Texto para leitura:

- - - - -

CULPA

PREFÁCIO

Bibiana Leme

Este livro é um expurgo. Sintoma de doença malcurada, herdada, cujo remédio nunca acertamos.

Caco Israque (se lê assim) faz aqui um mea machina culpa. Vivemos, afinal, no tempo dos robôs e dos sistemas. Clicamos em “aceitar” e seguimos em frente, sem nunca ler os termos desta nova sociedade. De(s)controle. Mas as pessoas, por serem mais baratas, ainda fazem o trabalho sujo.

Em nome da facilidade, vemos a realidade se distorcer cada vez mais, todos os dias. Testemunhamos a desigualdade, a injustiça, a sacanagem. E ou sentimos muita culpa ou não sentimos nenhuma. Não conseguimos jamais estabelecer uma relação razoável com a culpa. A justa medida.

Agora, porém, que o céu caiu na nossa cabeça, não adianta negar que estamos vendo, porque ele tem peso. Votamos no professor. Ou ao menos não votamos no torturador. Muito bem. Fizemos o mínimo. Mas quantas vezes fazemos algo pelo simples fato de que é justo? O que você faz quando ninguém está vendo? Que culpas carregamos escondidas?

Não há final feliz garantido para nós. Não há deus ex-machina. Há sujeitos. E sujeitas. Mesmo por trás das máquinas. Nossa máxima culpa, a que nos cabe neste latifúndio improdutivo.

Não conseguimos entender que uma sociedade doente é um indivíduo doente é uma sociedade doente… A tampa da privada de um banheiro público será deixada igualmente suja, para que “alguém” a limpe, esteja ela num shopping center rico ou num shopping center pobre.

É justo que uma criança que ama seu pai, e que tenha um pai amoroso, não precise derrubar o muro da calúnia para conseguir enxergá-lo. É justo que as fronteiras sejam mais gentis com as pessoas que com as mercadorias. Que a força desigual não seja jamais usada por quem sabe a dor que ela provoca. É justo viver sem muros. É justo, sempre foi justo. O micro e o macroespaço são reverberações. Juntos habitamos um planeta, mas não conseguimos coabitá-lo. Uma tia gagá desgarrada, uma criança de rua babada e encantada, um poodle sem dentes que achou por bem desertar, vingadores periféricos da memória de uma jovem vítima de feminicídio, toda uma sociedade das margens. Marginal é o que nos cerca. E, no centro deste livro, curiosamente, habita um enfant terrible. A criança que tem tudo nas mãos e não quer. Mas não quer com tamanha força que precisa destruir tudo que tem. Tudo que existe.

As palavras de Ishak são capazes do asco e da frase mais saltitante. Psicógrafo de uma vida que oscila a cada segundo entre a luz e a sombra. Quem bate à porta traz a janta ou a morte? A resposta está em nossas mãos, como contou Toni Morrison em seu discurso do Nobel: algumas crianças vão a uma anciã cega para pregar-lhe uma peça e perguntam se o pássaro que têm nas mãos está vivo ou morto. Eu não sei, mas está em suas mãos, diz a mulher. A resposta entre a vida e a morte passa pelas nossas mãos todos os dias, em maior ou menor escala.

Coabitar é risco. Escrever é risco. Coabitar o espaço mental com o outro. A outra.

Aqui jazem os cacos de Ricardo Ishak.

- - - - -

Dados registrados:
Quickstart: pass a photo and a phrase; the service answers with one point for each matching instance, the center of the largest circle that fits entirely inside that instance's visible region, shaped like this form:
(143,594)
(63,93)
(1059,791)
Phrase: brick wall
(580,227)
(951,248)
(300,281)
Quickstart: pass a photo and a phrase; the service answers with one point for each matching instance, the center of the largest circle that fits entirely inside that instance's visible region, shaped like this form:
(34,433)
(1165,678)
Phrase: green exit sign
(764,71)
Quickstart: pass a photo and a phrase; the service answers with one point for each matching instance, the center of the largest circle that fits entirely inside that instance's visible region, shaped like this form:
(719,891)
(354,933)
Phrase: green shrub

- - - - -

Enunciado da tarefa:
Copie fielmente o trecho do prefácio que começa em "Caco Israque (se" e segue até "A justa medida.".

Resolução da tarefa:
Caco Israque (se lê assim) faz aqui um mea machina culpa. Vivemos, afinal, no tempo dos robôs e dos sistemas. Clicamos em “aceitar” e seguimos em frente, sem nunca ler os termos desta nova sociedade. De(s)controle. Mas as pessoas, por serem mais baratas, ainda fazem o trabalho sujo.

Em nome da facilidade, vemos a realidade se distorcer cada vez mais, todos os dias. Testemunhamos a desigualdade, a injustiça, a sacanagem. E ou sentimos muita culpa ou não sentimos nenhuma. Não conseguimos jamais estabelecer uma relação razoável com a culpa. A justa medida.